SELECTED EXCERPT ->
◇ ◇ ◇ ◇ ◇
Simon v. Kirkpatrick

Decision Date29 September 1927
Docket Number12280.
Citation139 S.E. 614,141 S.C. 251
PartiesSIMON v. KIRKPATRICK.
CourtSouth Carolina Supreme Court

Appeal from Common Pleas Circuit Court of Greenville County; M. M Mann, Judge.

Action by H. H. Simon against J. W. Kirkpatrick. From an order requiring plaintiff to reduce the amount of his judgment, he appeals. Affirmed.

Bowen & Bryson, of Greenville, for appellant.

Mauldin & Love, of Greenville, for respondent.

BLEASE J.

The appeal in this case is by the plaintiff from an order of new trial nisi, granted by the trial judge, Hon. M. M. Mann.

The complaint, brought in November, 1924, alleged these material facts: That plaintiff, Simon, and defendant, Kirkpatrick, on June 21, 1924, entered into a lease as to certain real estate in the city of Greenville, owned by plaintiff, for 3 years from July 1, 1924; that defendant agreed to pay as rent for the premises $150 per month for the first year, and $175 thereafter, payable on the first day of each month; that on July 1, 1924, plaintiff tendered the premises to the defendant, and plaintiff performed all the conditions of the lease on his part; that defendant did not pay any rent though demand therefor had been made, and by reason of defendant's breach of the contract he was indebted to plaintiff in the sum of $6,000.

There is a contrariety of opinion as to the nature of the plaintiff's alleged cause of action; his counsel are indefinite in their characterization of it as an action "on a certain lease"; counsel for the defendant assert that it is an action "for stipulated rental for the full period of lease, 3 years"; his honor, the circuit judge, in his charge to the jury characterized it as an action "for the alleged breach of a written contract"; in his order granted a new trial nisi, as an action "for the full 3 years' rent, based upon the premise that the contract assessed a liquidated damage by way of rental value." We think a proper construction of the complaint shows that it sets forth an action of breach of contract.

The undisputed facts are as follows:

On June 21, 1924, the plaintiff, Simon, and the defendant, Kirkpatrick, entered into a written contract, whereby Simon leased to Kirkpatrick a certain vacant lot in the city of Greenville, for a term of 3 years beginning July 1, 1924, and ending June 30, 1927, at a stipulated rental of $150 per month for the first year, and $175 per month for the second and third years. The lease contained the following provision:

"It is agreed that if there is default in the payment of the rent above stipulated for as much as 60 days after same is due, the said H. H. Simon, his attorney, or agent, shall have the right to re-enter and repossess said premises, at his option and to expel and remove therefrom the said J. W. Kirkpatrick or any other person occupying the same."

The defendant contended that he was acting as agent for another, who expected to build upon the lot, but owing to a failure of the principal's plans, neither the defendant nor his alleged principal ever went into the actual possession of the lot, although the plaintiff made the necessary preparation for the defendant's possession, and so notified him. The defendant failed to pay the rent as agreed, and on September 30, 1924, the plaintiff served upon him the following notice:

"You are due me two (2) months' rent at one hundred and fifty dollars ($150) each as of September 1, 1924, you having failed to make payment as per terms of lease, are thereby precluded from any further right or benefit thereunder."
◇ ◇ ◇ ◇ ◇
PROVIDED RECORDS ->

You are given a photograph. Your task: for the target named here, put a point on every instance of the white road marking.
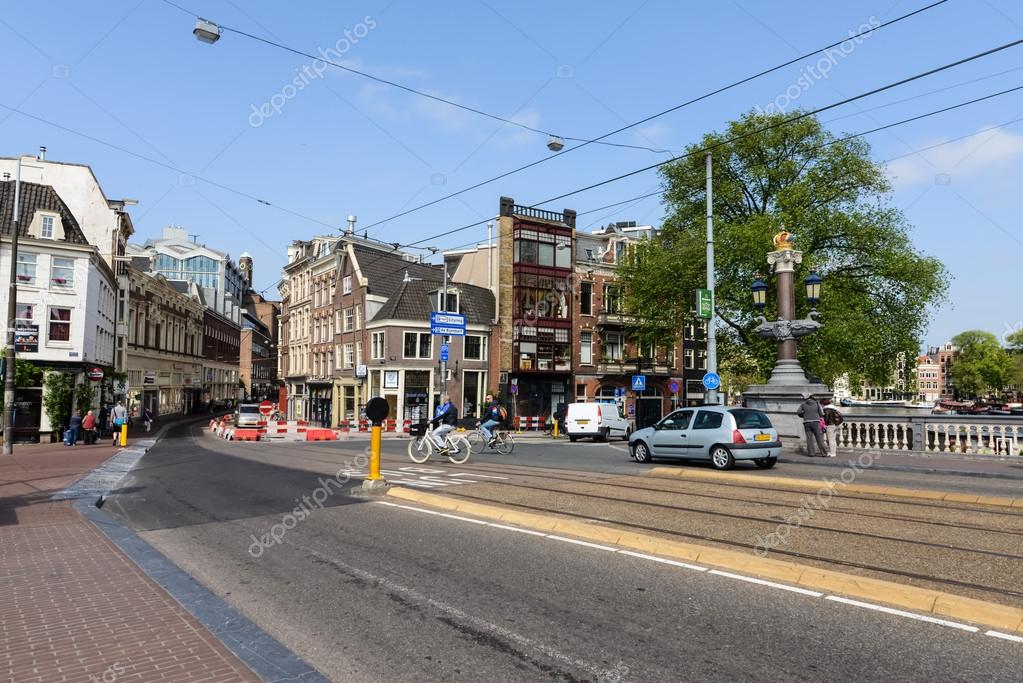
(585, 543)
(663, 560)
(762, 582)
(900, 612)
(719, 573)
(517, 529)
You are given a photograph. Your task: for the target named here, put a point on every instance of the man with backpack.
(493, 416)
(833, 419)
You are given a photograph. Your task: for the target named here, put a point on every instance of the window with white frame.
(417, 345)
(59, 327)
(613, 347)
(24, 314)
(476, 348)
(376, 349)
(46, 227)
(586, 348)
(26, 268)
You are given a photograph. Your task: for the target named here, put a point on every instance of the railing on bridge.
(933, 434)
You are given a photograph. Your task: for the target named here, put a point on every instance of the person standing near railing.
(833, 419)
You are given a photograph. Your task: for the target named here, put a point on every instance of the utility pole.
(711, 333)
(8, 389)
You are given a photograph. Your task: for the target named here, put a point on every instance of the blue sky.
(130, 73)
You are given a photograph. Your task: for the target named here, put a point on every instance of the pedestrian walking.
(812, 414)
(833, 419)
(120, 415)
(76, 424)
(89, 428)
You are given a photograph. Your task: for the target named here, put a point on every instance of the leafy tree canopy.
(879, 290)
(983, 366)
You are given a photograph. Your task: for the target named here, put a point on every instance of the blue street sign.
(450, 324)
(712, 380)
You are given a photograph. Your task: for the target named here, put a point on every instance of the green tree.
(983, 366)
(57, 396)
(879, 290)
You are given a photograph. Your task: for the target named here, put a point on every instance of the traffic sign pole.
(711, 333)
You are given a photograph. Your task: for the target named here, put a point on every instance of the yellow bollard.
(374, 453)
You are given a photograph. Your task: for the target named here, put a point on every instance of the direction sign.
(705, 304)
(450, 324)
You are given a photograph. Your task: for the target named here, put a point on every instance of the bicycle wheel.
(461, 445)
(477, 442)
(419, 450)
(505, 444)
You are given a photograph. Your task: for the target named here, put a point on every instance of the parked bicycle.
(421, 446)
(503, 441)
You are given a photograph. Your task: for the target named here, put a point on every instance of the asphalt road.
(370, 592)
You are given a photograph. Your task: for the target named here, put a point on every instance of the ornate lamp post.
(788, 383)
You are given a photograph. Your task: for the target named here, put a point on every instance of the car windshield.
(750, 419)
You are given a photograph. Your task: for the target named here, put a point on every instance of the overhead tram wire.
(831, 142)
(671, 109)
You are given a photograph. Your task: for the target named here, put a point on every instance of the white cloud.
(993, 150)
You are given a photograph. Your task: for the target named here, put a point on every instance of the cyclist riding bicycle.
(493, 416)
(444, 421)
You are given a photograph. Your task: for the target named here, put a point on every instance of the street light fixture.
(759, 289)
(813, 288)
(206, 32)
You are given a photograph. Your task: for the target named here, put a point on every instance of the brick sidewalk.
(73, 607)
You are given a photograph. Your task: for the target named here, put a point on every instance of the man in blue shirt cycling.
(444, 420)
(493, 416)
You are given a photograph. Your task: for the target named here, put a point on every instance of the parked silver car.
(717, 434)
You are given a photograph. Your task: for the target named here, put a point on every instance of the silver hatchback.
(717, 434)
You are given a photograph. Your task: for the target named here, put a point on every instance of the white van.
(599, 421)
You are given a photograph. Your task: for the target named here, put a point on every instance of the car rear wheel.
(721, 458)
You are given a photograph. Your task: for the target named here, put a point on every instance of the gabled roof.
(36, 197)
(412, 301)
(385, 272)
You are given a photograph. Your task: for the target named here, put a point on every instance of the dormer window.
(451, 303)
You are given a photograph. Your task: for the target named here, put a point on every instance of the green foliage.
(983, 366)
(57, 395)
(85, 394)
(879, 290)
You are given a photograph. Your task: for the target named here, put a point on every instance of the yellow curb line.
(945, 605)
(946, 496)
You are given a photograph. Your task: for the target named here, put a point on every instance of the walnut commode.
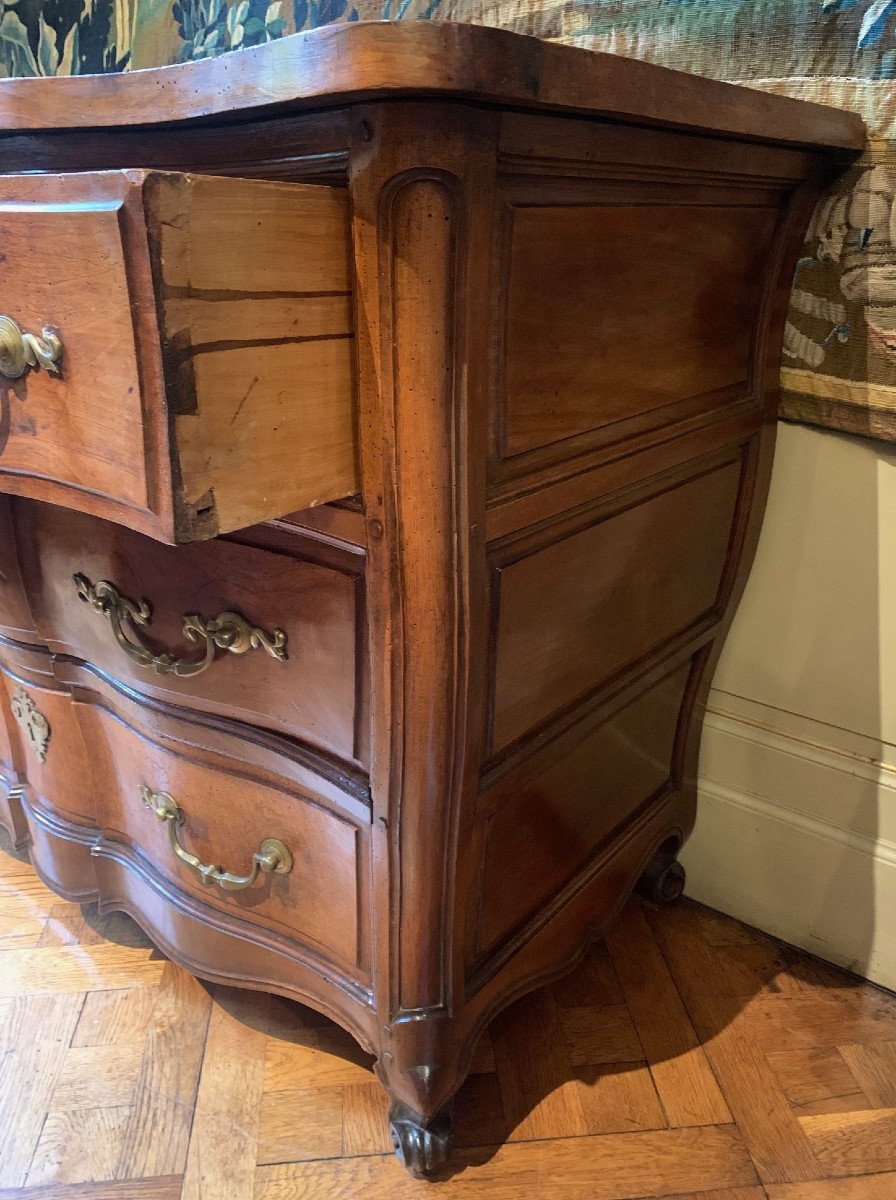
(385, 429)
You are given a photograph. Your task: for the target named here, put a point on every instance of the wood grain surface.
(382, 59)
(125, 1079)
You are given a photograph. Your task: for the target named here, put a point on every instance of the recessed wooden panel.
(226, 820)
(614, 311)
(312, 695)
(572, 613)
(552, 826)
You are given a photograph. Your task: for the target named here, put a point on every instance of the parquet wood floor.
(686, 1059)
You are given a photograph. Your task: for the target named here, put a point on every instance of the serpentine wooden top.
(382, 59)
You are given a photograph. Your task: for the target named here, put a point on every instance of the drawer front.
(305, 683)
(178, 349)
(222, 828)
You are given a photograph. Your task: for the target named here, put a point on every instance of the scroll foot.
(421, 1147)
(663, 881)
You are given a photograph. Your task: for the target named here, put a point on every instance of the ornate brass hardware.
(227, 631)
(18, 351)
(271, 856)
(32, 721)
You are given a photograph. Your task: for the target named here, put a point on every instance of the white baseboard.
(797, 835)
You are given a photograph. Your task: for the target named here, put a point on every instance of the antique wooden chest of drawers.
(385, 424)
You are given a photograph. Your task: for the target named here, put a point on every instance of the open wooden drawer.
(176, 351)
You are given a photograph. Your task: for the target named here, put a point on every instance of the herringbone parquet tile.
(687, 1057)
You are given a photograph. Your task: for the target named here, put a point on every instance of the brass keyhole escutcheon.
(20, 351)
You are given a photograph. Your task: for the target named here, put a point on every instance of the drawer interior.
(205, 377)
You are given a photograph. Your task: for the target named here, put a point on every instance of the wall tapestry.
(840, 348)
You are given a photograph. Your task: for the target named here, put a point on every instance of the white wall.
(797, 826)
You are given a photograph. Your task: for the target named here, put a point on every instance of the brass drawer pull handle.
(18, 351)
(271, 857)
(227, 631)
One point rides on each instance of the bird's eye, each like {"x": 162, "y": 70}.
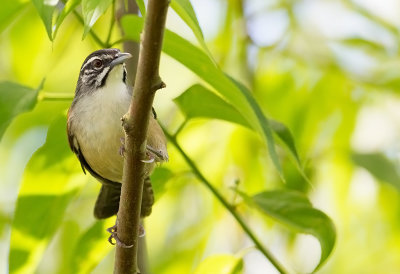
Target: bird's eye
{"x": 97, "y": 63}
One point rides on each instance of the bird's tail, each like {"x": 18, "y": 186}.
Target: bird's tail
{"x": 107, "y": 203}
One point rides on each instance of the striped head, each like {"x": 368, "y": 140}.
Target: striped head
{"x": 98, "y": 66}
◇ ◇ ◇ ◇ ◇
DIRECTIONS ->
A - List each distinct dollar amount that appears in the Simon v. Kirkpatrick opinion, giving each one only once.
B - In the Simon v. Kirkpatrick opinion, transcribe the passage from "Appeal from Common" to "Greenville, for appellant.".
Answer from the court opinion alone, not from the records.

TASK ANSWERS ->
A - $150, $175, $6,000

B -
Appeal from Common Pleas Circuit Court of Greenville County; M. M Mann, Judge.

Action by H. H. Simon against J. W. Kirkpatrick. From an order requiring plaintiff to reduce the amount of his judgment, he appeals. Affirmed.

Bowen & Bryson, of Greenville, for appellant.